■ DATA ROWS:
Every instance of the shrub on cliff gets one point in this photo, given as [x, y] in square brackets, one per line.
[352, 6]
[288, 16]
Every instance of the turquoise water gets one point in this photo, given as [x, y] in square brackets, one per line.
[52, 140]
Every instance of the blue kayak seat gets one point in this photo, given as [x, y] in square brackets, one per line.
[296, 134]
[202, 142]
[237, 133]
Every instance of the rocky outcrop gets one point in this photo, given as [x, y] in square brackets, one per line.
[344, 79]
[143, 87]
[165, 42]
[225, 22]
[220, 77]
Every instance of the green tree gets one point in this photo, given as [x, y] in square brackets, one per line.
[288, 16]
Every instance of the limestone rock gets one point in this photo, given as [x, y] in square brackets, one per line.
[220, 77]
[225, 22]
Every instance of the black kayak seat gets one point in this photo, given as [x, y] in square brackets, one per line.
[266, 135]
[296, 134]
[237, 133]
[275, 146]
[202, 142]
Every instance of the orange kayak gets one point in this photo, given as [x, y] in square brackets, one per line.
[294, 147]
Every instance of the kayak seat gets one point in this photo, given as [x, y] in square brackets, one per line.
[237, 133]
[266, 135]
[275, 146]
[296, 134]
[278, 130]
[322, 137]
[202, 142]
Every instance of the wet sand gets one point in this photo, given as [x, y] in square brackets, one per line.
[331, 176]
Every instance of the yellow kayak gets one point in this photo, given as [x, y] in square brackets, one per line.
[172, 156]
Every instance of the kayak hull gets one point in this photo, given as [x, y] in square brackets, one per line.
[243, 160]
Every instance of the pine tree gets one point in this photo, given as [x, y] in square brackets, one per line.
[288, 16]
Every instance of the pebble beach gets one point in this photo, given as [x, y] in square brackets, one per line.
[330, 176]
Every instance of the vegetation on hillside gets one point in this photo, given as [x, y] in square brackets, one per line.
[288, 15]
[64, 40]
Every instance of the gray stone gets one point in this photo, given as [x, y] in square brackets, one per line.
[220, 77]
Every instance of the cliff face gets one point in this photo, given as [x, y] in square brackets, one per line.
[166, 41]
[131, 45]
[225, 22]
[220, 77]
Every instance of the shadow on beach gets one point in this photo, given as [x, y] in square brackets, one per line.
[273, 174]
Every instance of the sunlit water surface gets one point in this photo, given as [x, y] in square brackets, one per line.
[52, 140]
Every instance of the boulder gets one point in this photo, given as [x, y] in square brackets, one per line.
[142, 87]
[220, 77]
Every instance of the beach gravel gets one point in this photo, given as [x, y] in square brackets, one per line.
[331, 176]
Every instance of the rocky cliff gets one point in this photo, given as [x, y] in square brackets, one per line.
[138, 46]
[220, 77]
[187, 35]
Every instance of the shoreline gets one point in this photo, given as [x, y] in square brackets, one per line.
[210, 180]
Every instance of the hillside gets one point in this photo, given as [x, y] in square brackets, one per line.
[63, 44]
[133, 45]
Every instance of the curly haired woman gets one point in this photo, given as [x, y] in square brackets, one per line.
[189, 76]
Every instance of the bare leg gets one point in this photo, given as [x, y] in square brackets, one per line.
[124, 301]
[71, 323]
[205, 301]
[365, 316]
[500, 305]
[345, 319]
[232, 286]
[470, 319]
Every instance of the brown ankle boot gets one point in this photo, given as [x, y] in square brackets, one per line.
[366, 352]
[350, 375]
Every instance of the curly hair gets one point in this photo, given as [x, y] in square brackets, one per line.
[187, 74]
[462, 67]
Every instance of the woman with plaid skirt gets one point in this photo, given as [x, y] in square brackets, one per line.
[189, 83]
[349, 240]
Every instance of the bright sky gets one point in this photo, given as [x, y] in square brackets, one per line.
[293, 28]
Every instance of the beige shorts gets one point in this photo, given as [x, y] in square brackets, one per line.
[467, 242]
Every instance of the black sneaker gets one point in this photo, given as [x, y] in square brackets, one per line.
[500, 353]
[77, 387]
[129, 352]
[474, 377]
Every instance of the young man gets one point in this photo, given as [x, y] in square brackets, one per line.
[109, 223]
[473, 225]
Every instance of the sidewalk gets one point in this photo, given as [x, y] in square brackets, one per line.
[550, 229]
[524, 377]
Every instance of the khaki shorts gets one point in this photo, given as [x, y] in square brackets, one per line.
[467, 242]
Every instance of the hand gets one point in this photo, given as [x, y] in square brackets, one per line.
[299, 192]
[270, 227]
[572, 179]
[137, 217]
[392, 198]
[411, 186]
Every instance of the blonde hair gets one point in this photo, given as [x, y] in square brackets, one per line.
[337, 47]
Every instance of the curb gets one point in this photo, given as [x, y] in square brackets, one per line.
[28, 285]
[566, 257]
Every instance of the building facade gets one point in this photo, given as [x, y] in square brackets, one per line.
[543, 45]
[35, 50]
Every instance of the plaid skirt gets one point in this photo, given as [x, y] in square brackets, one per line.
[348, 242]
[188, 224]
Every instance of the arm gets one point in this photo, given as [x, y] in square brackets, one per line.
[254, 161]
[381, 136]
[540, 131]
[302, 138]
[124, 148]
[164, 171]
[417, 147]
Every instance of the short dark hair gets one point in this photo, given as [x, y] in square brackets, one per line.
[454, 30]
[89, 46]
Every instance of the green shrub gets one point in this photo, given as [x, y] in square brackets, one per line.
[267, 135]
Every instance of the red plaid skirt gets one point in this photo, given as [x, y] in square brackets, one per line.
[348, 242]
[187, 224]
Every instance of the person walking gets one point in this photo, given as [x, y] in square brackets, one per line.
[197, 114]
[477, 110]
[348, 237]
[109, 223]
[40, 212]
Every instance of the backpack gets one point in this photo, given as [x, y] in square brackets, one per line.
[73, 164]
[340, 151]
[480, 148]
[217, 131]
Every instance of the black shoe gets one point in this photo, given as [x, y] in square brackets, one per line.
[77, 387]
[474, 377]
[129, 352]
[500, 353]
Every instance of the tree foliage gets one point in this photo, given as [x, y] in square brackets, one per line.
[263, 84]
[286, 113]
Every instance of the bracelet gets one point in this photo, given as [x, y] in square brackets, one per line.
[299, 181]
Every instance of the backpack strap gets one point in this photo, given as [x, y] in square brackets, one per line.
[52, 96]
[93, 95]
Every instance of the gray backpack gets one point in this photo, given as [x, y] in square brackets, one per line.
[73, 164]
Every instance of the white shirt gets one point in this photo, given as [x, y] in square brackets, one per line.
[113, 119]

■ DIRECTIONS:
Render every line of the data above as a Markdown table with the columns Number and Line. Number the rows in order and omit any blank lines.

■ RESULT FOR THIS EXERCISE:
| Number | Line |
|---|---|
| 1 | Every instance of the shrub on cliff gets one point in this photo, given as [x, y] in square brackets, one per line. |
| 2 | [352, 6] |
| 3 | [288, 16] |
| 4 | Every instance of the turquoise water gets one point in this photo, given as [x, y] in square brackets, one per line. |
| 5 | [52, 140] |
| 6 | Every instance of the blue kayak seat gets one point in this photo, given as [x, y] in square brackets, one per line. |
| 7 | [296, 134] |
| 8 | [202, 142] |
| 9 | [237, 133] |
| 10 | Every instance of the rocky outcrop gets one point in this photo, given as [x, y] in square brackets, one per line. |
| 11 | [344, 79] |
| 12 | [143, 87] |
| 13 | [165, 42] |
| 14 | [225, 22] |
| 15 | [220, 77] |
| 16 | Every instance of the green tree gets one point in this photo, given as [x, y] in square brackets, one per line. |
| 17 | [288, 16] |
| 18 | Every instance of the limestone rock gets one point in this photo, given as [x, y] in square brackets, one per line. |
| 19 | [220, 77] |
| 20 | [225, 22] |
| 21 | Every instance of the black kayak seat gets one point in this photo, given as [x, y] in square brackets, one per line. |
| 22 | [266, 135] |
| 23 | [296, 134] |
| 24 | [237, 133] |
| 25 | [275, 146] |
| 26 | [202, 142] |
| 27 | Every instance of the orange kayak gets one point in this photo, given as [x, y] in square brackets, one per line. |
| 28 | [294, 147] |
| 29 | Every instance of the kayak seat gets one point in this photo, given as [x, y] in square brackets, one per line. |
| 30 | [237, 133] |
| 31 | [266, 135] |
| 32 | [275, 146] |
| 33 | [296, 134] |
| 34 | [278, 130] |
| 35 | [322, 137] |
| 36 | [202, 142] |
| 37 | Every instance of the wet sand gets one point in this photo, given as [x, y] in square brackets, one per line. |
| 38 | [331, 176] |
| 39 | Every instance of the yellow kayak gets one point in this photo, given as [x, y] in square brackets, one per line. |
| 40 | [172, 156] |
| 41 | Every instance of the kayak hull gets one point in this photo, given as [x, y] in square brackets, one per line. |
| 42 | [243, 160] |
| 43 | Every instance of the pine tree gets one point in this photo, given as [x, y] in square brackets, one per line. |
| 44 | [288, 16] |
| 45 | Every instance of the pebble beach gets one point in this photo, given as [x, y] in square brackets, one per line. |
| 46 | [330, 176] |
| 47 | Every instance of the vegetation on hillside gets one point in this photo, given as [x, y] in square brackets, one per line. |
| 48 | [288, 15] |
| 49 | [64, 40] |
| 50 | Every instance of the gray stone gets one point in this photo, given as [x, y] in square brackets, one per line. |
| 51 | [220, 77] |
| 52 | Every instance of the cliff face gets one point in this photo, given as [x, y] in square brackets, one per line. |
| 53 | [166, 41] |
| 54 | [131, 45] |
| 55 | [225, 22] |
| 56 | [220, 77] |
| 57 | Every instance of the shadow on beach gets one point in this photo, given as [x, y] in square brackets, one per line. |
| 58 | [273, 174] |
| 59 | Every instance of the sunlit water surface gets one point in this photo, given as [x, y] in square brackets, one per line. |
| 60 | [52, 140] |
| 61 | Every instance of the boulder gets one point in this photo, given as [x, y] in square brackets, one per line. |
| 62 | [142, 87] |
| 63 | [220, 77] |
| 64 | Every instance of the beach gravel gets one point in this photo, given as [x, y] in square brackets, one per line. |
| 65 | [331, 176] |
| 66 | Every instance of the rocky cliff gets one point in this photo, given as [x, y] in square brackets, one per line. |
| 67 | [138, 46] |
| 68 | [220, 77] |
| 69 | [187, 35] |
| 70 | Every instance of the shoreline gets one point in this photo, given as [x, y] in square brackets, one per line. |
| 71 | [210, 180] |
| 72 | Every instance of the hillside gets one point in this photo, given as [x, y] in square brackets, one per line. |
| 73 | [63, 44] |
| 74 | [133, 45] |
| 75 | Every instance of the curly haired woman gets one point in this photo, given as [x, y] in square brackets, one per line. |
| 76 | [189, 76] |
| 77 | Every instance of the bare leg gets one point in this photo, given as [x, y] in square brackets, one per line. |
| 78 | [124, 301] |
| 79 | [71, 323] |
| 80 | [205, 301] |
| 81 | [365, 316] |
| 82 | [500, 305] |
| 83 | [345, 319] |
| 84 | [232, 286] |
| 85 | [470, 319] |
| 86 | Every instance of the brown ankle boot gets one point in this photo, given as [x, y] in square brackets, one per line. |
| 87 | [366, 352] |
| 88 | [350, 375] |
| 89 | Every instance of the curly hair gets one point in this photo, given as [x, y] in square brackets, one per line. |
| 90 | [187, 74] |
| 91 | [462, 67] |
| 92 | Every instance of the woman with plaid skirt gets one point in this photo, given as [x, y] in square brackets, one per line. |
| 93 | [189, 83] |
| 94 | [349, 240] |
| 95 | Every instance of the bright sky gets one point in this photo, given as [x, y] in square brackets, one per line. |
| 96 | [293, 28] |
| 97 | Every instance of the beige shorts gets one point in this photo, given as [x, y] in square brackets, one per line. |
| 98 | [467, 242] |
| 99 | Every instance of the black sneaker gets one point in this photo, given as [x, y] in square brackets, one per line. |
| 100 | [500, 353] |
| 101 | [77, 387] |
| 102 | [129, 352] |
| 103 | [474, 377] |
| 104 | Every instance of the young man gets one point in this photo, given as [x, y] in square brackets, one per line. |
| 105 | [109, 223] |
| 106 | [473, 225] |
| 107 | Every instance of the sidewalk gets one point in this photo, given as [x, y] in square brackets, one per line. |
| 108 | [550, 229] |
| 109 | [524, 377] |
| 110 | Every instance of the khaki shorts gets one point in this photo, given as [x, y] in square brackets, one per line. |
| 111 | [467, 242] |
| 112 | Every instance of the hand gets one point in this photo, given as [x, y] in square brackets, one per line. |
| 113 | [299, 192] |
| 114 | [270, 227] |
| 115 | [572, 179] |
| 116 | [137, 217] |
| 117 | [392, 198] |
| 118 | [411, 186] |
| 119 | Every instance of the blonde hair gets one point in this photo, given as [x, y] in square brackets, one per line. |
| 120 | [337, 47] |
| 121 | Every instance of the curb gets one point in this photo, given as [x, y] in square brackets, one per line. |
| 122 | [28, 285] |
| 123 | [566, 257] |
| 124 | Every instance of the building facade gets one point in this photo, given as [x, y] in square brackets, one per line. |
| 125 | [543, 45] |
| 126 | [35, 50] |
| 127 | Every instance of the plaid skirt gets one point in this photo, given as [x, y] in square brackets, one per line. |
| 128 | [348, 242] |
| 129 | [188, 224] |
| 130 | Every instance of the arm gets one point in this photo, given as [x, y] in square brackets, one per line. |
| 131 | [254, 161] |
| 132 | [381, 136] |
| 133 | [540, 131] |
| 134 | [302, 138] |
| 135 | [124, 148] |
| 136 | [164, 171] |
| 137 | [417, 147] |
| 138 | Every instance of the short dark hair gets one point in this photo, given as [x, y] in square brackets, one per line. |
| 139 | [454, 30] |
| 140 | [89, 46] |
| 141 | Every instance of the green shrub gets one point in this photo, given as [x, y] in square brackets, one per line. |
| 142 | [267, 135] |
| 143 | Every instance of the red plaid skirt gets one point in this photo, given as [x, y] in square brackets, one per line. |
| 144 | [348, 242] |
| 145 | [187, 224] |
| 146 | Every instance of the person walking gets one point in this photo, given as [x, y] in square brackets, one per line. |
| 147 | [197, 114] |
| 148 | [477, 110] |
| 149 | [348, 237] |
| 150 | [109, 223] |
| 151 | [40, 212] |
| 152 | Every instance of the backpack gets one point in this photo, given as [x, y] in square brackets, one per line. |
| 153 | [73, 164] |
| 154 | [340, 151] |
| 155 | [480, 148] |
| 156 | [217, 131] |
| 157 | Every instance of the black shoe gets one point in this photo, given as [x, y] in square brackets, one per line. |
| 158 | [77, 387] |
| 159 | [474, 377] |
| 160 | [129, 352] |
| 161 | [500, 353] |
| 162 | Every instance of the tree foliage gets one point in this photo, given as [x, y] in square brackets, one per line. |
| 163 | [263, 84] |
| 164 | [286, 113] |
| 165 | Every instance of the bracelet gets one point in this photo, given as [x, y] in square brackets, one per line. |
| 166 | [299, 181] |
| 167 | Every instance of the backpack strap gets one point in this photo, given as [x, y] in square brackets, one per line. |
| 168 | [52, 96] |
| 169 | [93, 95] |
| 170 | Every instance of the gray backpack gets one point in this photo, given as [x, y] in square brackets, one per line. |
| 171 | [73, 164] |
| 172 | Every instance of the white shirt gets one point in this photo, given as [x, y] in square brackets, one per line. |
| 173 | [113, 119] |